* Instructions *
1 > In the judgment on the landlord's eviction petition, what business did the landlord's son Jayarajan intend to start in the premises?
2 > Write the next part of the judgment on the landlord's eviction petition, beginning after its final sentence.

* Passage given *
^^^^^^^^
Judgments
Judgments
  1. Home
  2. /
  3. Supreme Court Of India
  4. /
  5. 1998
  6. /
  7. January

Akkanissery Govindan Nambiar vs Kariyath Raghavan

Supreme Court Of India|19 August, 1998
|

JUDGMENT / ORDER

PETITIONER:
AKKANISSERY GOVINDAN NAMBIAR Vs. RESPONDENT:
KARIYATH RAGHAVAN DATE OF JUDGMENT: 19/08/1998 BENCH:
A.S. ANAND, V.N. KHARE ACT:
HEADNOTE:
JUDGMENT:
O R D E R Appellant is the landlord. Respondent is the tenant. Appellant sought eviction of the tenant on the ground that the premises were required for the bonafide need of the son of the landlord to start his business in those premises. Initially the petition of the landlord was dismissed and even the appellate authority concurred with the Rent Controller. The main reason for arriving at the concurrent findings was that the landlord had not stated in his petition the exact nature of the business which was required to be carried out by his son in the premises in dispute. The High Court on a revision filed by the landlord, remanded the case to the appellate authority for deciding the appeal afresh, keeping in view the bonafide need of the landlord as pleaded by him.
The appellate authority, after remand, found that the landlord’s need to accommodate his son, Jayarajan, for the bona fide need for starting grocery business was established. However, while the matter was pending before the appellate authority, after remand, it appears, that the landlord got vacant possession of another premises situate adjacent to the petition schedule building belonging to him. On this ground, the tenant advanced a plea based on the proviso to Section 11(3) of the Kerala Buildings (Lease & Rent Control) Act, 1965 before the appellate authority and urged that since another premises was available to the landlord, his genuine need could be met by use of those premises and the ground of bonafide need, to have the tenant evicted, was no longer available to him. The appellate authority with a view to determine the effect of subsequent development appointed a Commissioner to conduct spot inspection of both the premises to find out if the building which had been vacated during the pendency of the proceedings before the appellate authority, was or was not suitable for the proposed business of the son of the landlord Jayarajan. The Local Commissioner submitted his report to which both sides filed objections. The appellate authority after taking into account the counter filed by the landlord and the report of the Local Commissioner arrived at the conclusion.
^^^^^^^^
* Given data *

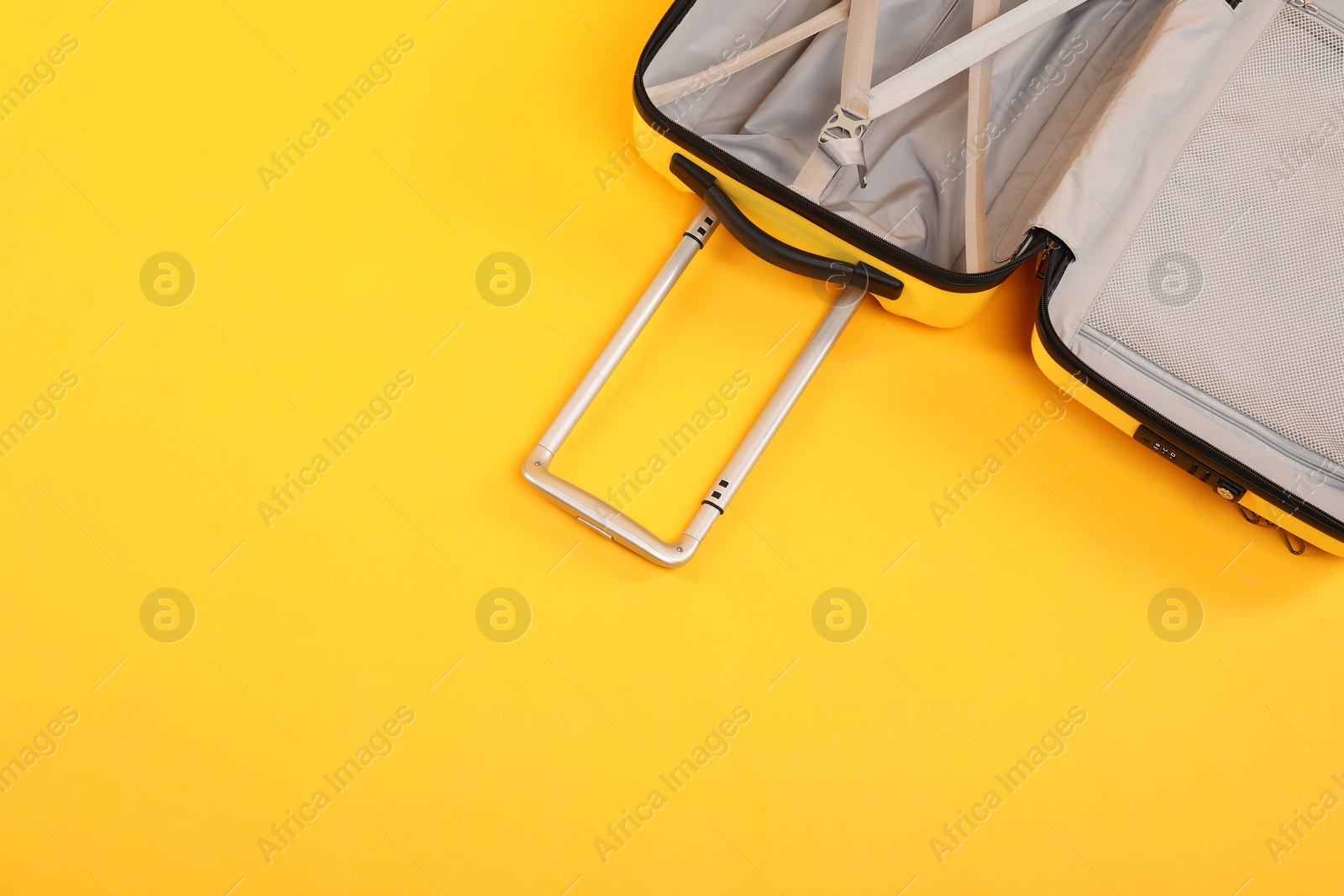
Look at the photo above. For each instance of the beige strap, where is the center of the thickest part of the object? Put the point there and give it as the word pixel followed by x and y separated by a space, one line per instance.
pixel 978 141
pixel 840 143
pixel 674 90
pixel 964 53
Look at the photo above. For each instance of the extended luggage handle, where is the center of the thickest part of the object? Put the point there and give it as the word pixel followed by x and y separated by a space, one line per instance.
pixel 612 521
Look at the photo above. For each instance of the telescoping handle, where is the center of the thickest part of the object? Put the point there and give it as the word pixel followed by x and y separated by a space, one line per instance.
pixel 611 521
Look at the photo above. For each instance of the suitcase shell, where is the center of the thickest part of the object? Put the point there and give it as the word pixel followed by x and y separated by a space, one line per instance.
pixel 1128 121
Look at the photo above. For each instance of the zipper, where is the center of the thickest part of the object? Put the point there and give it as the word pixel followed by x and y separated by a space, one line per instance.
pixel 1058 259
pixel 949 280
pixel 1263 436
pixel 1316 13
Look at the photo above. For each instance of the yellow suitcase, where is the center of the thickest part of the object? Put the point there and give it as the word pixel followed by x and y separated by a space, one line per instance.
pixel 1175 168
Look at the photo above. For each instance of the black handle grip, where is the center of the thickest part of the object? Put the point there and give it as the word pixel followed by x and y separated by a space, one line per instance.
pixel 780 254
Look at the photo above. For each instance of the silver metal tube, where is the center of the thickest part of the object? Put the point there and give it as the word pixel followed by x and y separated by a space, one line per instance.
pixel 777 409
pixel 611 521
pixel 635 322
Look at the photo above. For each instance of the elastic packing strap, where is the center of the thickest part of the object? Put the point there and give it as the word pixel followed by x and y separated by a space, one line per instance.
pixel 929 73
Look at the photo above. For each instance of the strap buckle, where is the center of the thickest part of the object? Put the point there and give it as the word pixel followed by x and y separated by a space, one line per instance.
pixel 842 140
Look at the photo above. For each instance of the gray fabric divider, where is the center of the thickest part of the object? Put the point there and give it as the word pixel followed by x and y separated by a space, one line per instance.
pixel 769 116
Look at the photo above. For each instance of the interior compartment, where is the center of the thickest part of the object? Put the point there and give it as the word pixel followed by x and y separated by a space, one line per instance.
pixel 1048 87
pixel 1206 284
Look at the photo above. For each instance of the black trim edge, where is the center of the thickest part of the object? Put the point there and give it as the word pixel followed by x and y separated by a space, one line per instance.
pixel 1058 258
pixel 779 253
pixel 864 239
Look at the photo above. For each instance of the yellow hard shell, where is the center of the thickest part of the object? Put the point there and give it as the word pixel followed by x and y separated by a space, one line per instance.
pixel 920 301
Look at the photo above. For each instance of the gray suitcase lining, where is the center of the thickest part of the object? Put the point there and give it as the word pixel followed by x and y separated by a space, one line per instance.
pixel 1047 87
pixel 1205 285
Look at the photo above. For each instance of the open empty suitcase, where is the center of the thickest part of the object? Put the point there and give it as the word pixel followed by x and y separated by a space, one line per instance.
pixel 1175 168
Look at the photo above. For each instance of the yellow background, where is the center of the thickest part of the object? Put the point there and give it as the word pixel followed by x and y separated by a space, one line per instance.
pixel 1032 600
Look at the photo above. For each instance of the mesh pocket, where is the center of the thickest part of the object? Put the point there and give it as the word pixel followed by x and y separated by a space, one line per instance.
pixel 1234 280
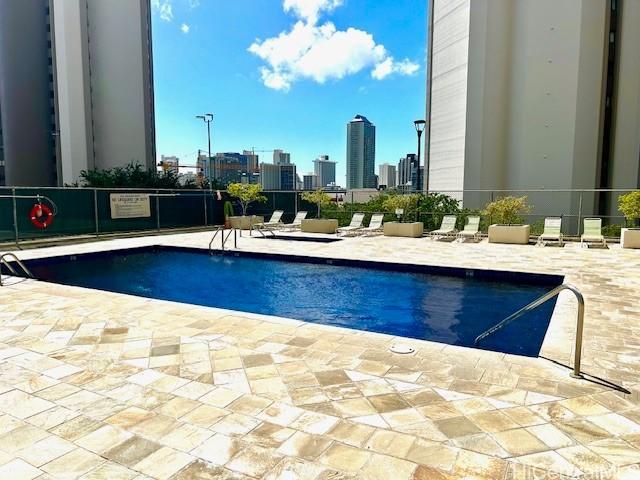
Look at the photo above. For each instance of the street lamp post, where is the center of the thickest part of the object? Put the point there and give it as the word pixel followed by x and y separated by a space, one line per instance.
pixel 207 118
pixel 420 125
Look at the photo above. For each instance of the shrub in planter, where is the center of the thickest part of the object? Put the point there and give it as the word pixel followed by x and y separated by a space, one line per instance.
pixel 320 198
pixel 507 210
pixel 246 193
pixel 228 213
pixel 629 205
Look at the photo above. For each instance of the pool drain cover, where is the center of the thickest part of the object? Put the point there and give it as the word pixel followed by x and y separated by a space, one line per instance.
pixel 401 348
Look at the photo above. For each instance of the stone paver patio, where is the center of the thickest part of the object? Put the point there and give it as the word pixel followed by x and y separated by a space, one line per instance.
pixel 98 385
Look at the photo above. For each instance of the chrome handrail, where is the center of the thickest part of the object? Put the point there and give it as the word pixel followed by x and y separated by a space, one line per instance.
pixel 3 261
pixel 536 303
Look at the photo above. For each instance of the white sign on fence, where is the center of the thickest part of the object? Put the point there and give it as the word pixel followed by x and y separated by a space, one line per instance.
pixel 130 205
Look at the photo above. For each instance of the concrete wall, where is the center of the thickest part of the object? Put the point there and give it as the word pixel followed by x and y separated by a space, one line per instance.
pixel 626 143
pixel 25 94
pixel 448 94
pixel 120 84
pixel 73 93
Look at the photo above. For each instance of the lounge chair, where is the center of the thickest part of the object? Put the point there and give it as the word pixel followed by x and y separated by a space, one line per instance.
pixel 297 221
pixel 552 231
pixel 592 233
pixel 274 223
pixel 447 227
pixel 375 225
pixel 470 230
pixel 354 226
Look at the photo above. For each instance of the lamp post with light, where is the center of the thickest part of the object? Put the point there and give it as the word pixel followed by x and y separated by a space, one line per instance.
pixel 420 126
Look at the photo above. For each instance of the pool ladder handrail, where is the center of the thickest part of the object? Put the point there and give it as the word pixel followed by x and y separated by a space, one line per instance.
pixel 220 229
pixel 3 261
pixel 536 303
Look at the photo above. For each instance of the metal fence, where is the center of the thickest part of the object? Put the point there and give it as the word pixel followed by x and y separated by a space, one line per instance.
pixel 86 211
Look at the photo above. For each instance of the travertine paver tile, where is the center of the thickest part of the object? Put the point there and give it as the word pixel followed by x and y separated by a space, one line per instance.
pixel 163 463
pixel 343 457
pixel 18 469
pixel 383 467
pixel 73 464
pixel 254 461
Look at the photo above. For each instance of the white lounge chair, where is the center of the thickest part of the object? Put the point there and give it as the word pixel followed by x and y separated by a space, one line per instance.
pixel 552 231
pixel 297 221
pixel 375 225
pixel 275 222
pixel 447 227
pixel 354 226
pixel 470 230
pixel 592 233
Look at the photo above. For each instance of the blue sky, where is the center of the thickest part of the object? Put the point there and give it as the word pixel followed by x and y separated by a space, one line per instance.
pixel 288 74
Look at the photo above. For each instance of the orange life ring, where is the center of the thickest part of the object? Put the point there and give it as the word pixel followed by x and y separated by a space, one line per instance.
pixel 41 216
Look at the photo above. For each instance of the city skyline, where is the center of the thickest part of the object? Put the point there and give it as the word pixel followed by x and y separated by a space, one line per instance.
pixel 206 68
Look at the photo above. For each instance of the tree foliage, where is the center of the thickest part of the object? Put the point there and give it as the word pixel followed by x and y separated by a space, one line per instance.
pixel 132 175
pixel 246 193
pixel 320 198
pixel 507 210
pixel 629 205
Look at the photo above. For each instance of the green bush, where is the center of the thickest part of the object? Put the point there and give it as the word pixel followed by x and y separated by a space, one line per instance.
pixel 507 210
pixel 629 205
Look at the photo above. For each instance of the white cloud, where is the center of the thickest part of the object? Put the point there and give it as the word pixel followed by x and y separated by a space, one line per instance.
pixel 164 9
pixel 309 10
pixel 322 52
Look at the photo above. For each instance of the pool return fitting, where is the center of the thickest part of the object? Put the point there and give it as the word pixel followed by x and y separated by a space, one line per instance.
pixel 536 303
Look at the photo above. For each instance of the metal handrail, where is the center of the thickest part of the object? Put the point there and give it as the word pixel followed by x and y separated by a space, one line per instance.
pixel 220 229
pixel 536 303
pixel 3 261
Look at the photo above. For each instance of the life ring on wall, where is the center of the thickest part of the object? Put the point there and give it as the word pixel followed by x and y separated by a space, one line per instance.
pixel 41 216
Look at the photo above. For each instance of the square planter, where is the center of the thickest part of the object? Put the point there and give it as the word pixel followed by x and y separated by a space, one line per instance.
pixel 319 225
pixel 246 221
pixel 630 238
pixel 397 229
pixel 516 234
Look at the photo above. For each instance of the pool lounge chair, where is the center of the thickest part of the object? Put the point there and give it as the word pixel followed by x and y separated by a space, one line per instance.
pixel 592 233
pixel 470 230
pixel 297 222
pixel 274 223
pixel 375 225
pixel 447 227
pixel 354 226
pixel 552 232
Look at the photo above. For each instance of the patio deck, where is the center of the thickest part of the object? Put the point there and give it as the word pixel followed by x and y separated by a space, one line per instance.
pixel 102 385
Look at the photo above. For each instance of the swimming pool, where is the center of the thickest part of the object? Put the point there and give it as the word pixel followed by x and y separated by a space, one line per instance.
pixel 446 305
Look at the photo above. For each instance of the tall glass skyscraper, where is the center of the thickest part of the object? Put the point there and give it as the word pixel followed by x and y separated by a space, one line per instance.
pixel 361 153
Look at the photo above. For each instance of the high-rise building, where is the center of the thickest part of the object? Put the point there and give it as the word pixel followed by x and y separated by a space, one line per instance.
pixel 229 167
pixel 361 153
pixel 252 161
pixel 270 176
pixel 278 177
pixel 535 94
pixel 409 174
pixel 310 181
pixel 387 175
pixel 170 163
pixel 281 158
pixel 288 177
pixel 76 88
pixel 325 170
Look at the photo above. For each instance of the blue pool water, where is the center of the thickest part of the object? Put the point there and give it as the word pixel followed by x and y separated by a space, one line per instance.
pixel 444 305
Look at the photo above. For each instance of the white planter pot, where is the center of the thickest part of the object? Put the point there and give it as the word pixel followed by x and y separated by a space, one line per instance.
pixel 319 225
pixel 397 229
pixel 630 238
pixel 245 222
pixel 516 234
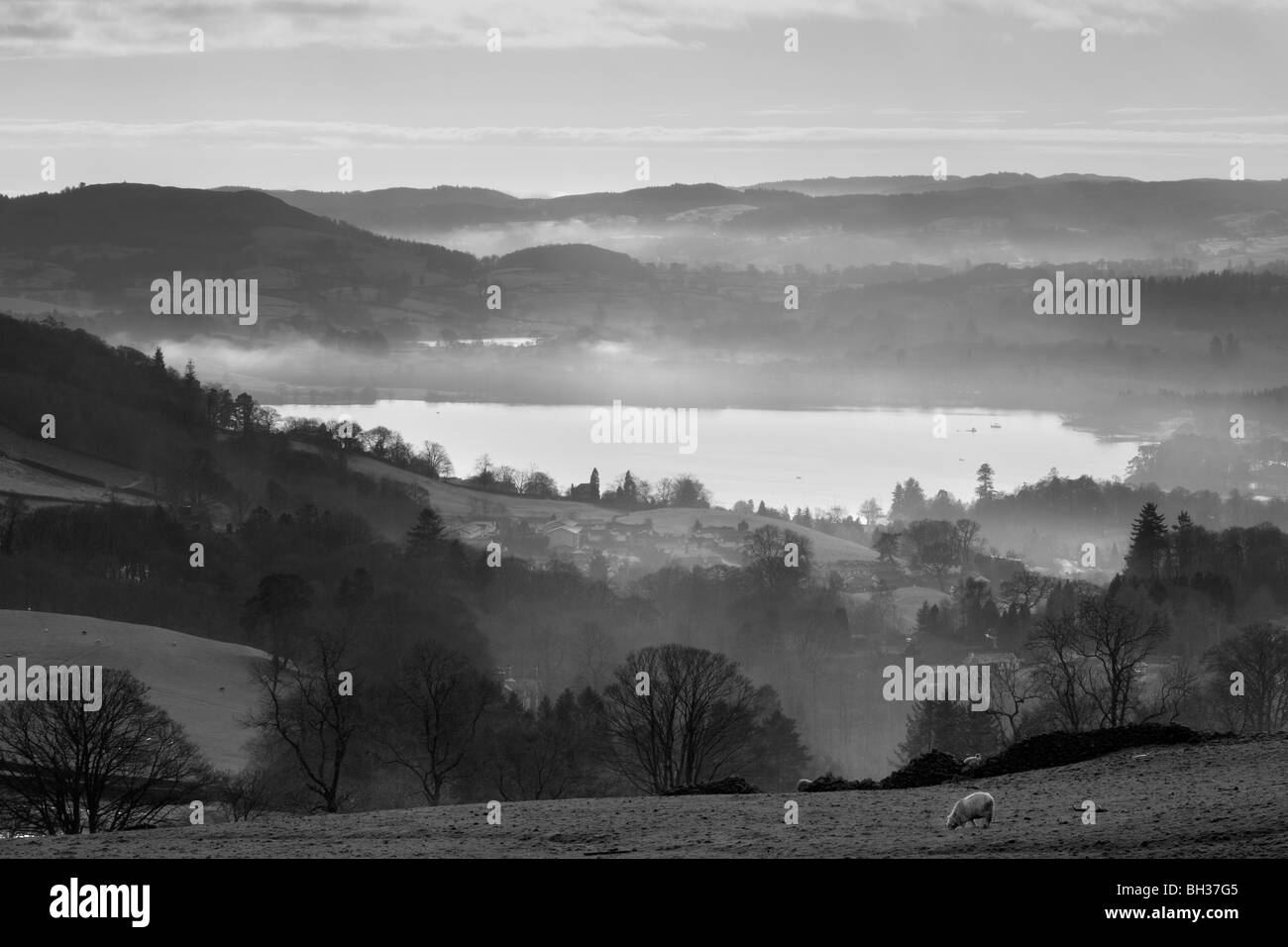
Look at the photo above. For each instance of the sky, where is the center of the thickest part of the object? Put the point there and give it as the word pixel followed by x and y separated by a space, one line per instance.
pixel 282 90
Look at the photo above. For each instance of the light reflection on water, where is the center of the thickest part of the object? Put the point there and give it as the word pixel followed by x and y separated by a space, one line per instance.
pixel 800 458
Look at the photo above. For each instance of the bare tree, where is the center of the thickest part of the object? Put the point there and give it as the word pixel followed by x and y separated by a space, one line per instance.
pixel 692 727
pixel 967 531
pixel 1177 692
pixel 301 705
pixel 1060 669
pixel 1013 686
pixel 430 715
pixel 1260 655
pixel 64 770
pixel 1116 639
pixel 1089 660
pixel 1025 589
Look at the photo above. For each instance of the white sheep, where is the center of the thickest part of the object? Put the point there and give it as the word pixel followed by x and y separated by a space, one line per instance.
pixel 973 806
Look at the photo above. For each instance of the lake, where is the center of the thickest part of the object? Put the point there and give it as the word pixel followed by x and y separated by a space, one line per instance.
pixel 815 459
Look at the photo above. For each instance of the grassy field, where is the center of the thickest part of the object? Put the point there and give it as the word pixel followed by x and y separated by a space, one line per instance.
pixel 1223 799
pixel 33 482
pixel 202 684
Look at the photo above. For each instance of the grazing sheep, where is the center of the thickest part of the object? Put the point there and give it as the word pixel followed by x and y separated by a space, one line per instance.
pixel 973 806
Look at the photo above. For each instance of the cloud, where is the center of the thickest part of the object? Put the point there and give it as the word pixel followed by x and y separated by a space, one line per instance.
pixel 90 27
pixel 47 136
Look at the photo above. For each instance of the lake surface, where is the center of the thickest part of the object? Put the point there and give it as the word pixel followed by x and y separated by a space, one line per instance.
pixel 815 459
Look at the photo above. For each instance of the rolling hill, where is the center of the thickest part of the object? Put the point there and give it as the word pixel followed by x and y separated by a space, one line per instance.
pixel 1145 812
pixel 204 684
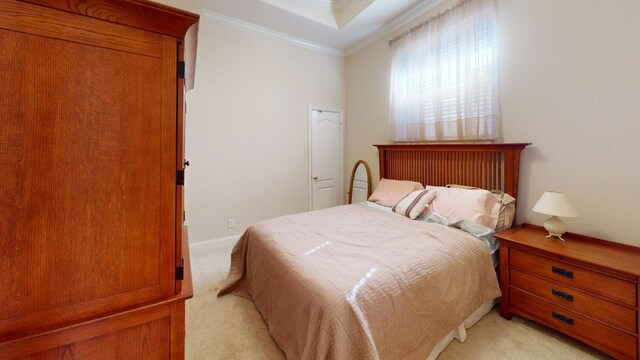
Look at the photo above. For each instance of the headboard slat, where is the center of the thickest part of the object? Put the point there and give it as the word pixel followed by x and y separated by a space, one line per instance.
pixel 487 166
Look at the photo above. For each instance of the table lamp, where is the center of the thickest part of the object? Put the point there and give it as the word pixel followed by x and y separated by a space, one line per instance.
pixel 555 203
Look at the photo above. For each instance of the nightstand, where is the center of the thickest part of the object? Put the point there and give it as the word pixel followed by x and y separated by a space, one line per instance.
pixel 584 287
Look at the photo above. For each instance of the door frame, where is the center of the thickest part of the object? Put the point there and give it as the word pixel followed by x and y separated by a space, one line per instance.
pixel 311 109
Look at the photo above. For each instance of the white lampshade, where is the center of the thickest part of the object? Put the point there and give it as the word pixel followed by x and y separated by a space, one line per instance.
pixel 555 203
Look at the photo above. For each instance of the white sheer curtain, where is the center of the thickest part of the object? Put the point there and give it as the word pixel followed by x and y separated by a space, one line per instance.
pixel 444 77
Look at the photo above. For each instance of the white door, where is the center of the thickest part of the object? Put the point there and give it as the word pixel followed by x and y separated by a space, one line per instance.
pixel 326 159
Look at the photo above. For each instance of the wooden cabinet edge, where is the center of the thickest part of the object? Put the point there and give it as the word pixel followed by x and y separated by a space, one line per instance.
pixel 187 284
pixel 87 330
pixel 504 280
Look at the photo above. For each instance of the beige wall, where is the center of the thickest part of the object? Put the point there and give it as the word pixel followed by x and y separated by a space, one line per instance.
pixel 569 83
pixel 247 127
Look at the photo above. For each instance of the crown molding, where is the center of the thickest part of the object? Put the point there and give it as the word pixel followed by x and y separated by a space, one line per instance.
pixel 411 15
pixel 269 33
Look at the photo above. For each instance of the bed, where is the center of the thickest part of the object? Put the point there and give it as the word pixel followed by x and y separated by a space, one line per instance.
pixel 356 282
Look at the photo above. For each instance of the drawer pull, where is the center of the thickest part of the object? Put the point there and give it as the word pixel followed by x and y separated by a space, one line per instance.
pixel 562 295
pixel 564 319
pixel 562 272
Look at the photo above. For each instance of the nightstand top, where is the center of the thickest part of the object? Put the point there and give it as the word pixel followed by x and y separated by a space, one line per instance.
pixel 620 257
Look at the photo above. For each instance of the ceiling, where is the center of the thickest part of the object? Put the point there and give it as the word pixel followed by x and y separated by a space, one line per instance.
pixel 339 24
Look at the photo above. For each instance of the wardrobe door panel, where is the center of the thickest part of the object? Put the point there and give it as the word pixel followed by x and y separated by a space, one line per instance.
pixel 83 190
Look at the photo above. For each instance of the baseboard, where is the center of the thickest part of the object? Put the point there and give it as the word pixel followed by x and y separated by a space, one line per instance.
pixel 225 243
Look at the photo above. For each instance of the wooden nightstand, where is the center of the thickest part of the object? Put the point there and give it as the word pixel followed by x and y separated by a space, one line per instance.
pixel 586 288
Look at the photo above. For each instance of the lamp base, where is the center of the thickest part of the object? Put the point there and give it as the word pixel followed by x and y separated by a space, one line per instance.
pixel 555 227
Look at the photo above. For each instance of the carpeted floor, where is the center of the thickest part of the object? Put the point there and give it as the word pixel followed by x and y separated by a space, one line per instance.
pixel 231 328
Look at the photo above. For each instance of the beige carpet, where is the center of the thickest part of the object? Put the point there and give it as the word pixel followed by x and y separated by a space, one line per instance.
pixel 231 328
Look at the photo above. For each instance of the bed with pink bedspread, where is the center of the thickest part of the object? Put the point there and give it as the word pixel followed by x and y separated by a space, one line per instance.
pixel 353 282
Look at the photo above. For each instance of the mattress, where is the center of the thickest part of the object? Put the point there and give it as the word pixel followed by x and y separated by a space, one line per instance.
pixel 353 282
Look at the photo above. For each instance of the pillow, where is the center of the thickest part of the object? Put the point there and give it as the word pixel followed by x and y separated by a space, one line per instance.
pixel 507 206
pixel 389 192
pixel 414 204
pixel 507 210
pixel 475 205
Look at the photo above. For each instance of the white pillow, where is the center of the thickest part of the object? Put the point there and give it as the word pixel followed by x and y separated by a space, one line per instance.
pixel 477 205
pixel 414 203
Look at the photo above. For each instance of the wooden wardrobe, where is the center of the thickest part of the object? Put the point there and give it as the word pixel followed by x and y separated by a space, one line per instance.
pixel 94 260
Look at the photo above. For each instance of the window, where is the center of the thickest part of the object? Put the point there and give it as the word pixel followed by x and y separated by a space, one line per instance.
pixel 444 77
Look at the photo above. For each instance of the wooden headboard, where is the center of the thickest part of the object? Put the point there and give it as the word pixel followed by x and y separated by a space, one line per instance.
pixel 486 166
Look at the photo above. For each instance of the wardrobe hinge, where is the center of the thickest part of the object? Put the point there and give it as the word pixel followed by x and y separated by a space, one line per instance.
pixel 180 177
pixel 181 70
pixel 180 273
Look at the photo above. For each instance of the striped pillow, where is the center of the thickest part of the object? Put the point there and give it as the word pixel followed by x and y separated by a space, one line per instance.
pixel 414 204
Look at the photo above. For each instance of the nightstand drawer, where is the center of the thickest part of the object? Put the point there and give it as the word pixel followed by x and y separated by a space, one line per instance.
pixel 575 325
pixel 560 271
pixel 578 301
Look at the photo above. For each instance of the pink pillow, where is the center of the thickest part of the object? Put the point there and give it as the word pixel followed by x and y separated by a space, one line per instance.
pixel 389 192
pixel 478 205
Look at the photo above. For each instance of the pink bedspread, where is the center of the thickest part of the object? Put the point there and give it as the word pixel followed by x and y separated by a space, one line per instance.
^^^^^^^^
* Final answers *
1 > A grocery business.

2 >
"from the above in looks that the building they got vacated is not contracted as one fit for doing grocery trade".
The appellate authority also opined "hence the room got vacated cannot be an alternative to the rooms in the possession of the tenant. The building got vacated cannot be said to be suitable for the proposed business."
The tenant took the matter to the High Court through a revision petition. The learned Division Bench of the Kerala High Court by its order dated 8th March, 1995 allowed the revision petition and set aside the judgment of the appellate authority. The landlord is in appeal by special leave.
There is no dispute that during the pendency of the eviction proceedings before the appellate authority another premises belonging to the landlord fell vacant of which he took possession. It is also not disputed that the premises which fell so vacant are adjacent to the premises which are under occupation of the tenant. The appellate authority on a consideration of the material on the record, including the report of the Local Commissioner, came to the conclusion that the building which had fallen vacant during the pendency of the proceedings, was not fit for doing grocery trade and, therefore, it could not be said that the said premises were suitable for the proposed business of the son of the landlord. This finding of fact was negatived by the Division Bench of the High Court by opining that the draw backs found in the premises which had been vacated during the pendency of the proceedings before the appellate authority -
"can easily be remedied by the landlord as the cost of providing such a roof ceiling may not be substantial when he proposes to make a good investment for starting a new grocery shop".
We are afraid this reasoning does not appeal to us to non-suit the landlord. Requirement of law is that the building which has been vacated should be of such a character which would meet the requirements of the landlord and not that the building which fell vacant could meet his requirements after reconstruction renovation etc. The proviso to Section 11(3) which read thus : -
"11. Eviction of tenants (1) xxxx xxxx xxxx (3) A landlord may apply to the Rent Control Court for an order directing the tenant to put the landlord in possession of the building if he bona fide needs the building for his own occupation or for the occupation by any member of his family dependent on him ; Provided that the Rent Control Court shall not given any such direction if the landlord has another building of his own in his possession in the same city, town or village except where the Rent Control Court is satisfied that for special reasons, in any particular case it will be just and proper to do so."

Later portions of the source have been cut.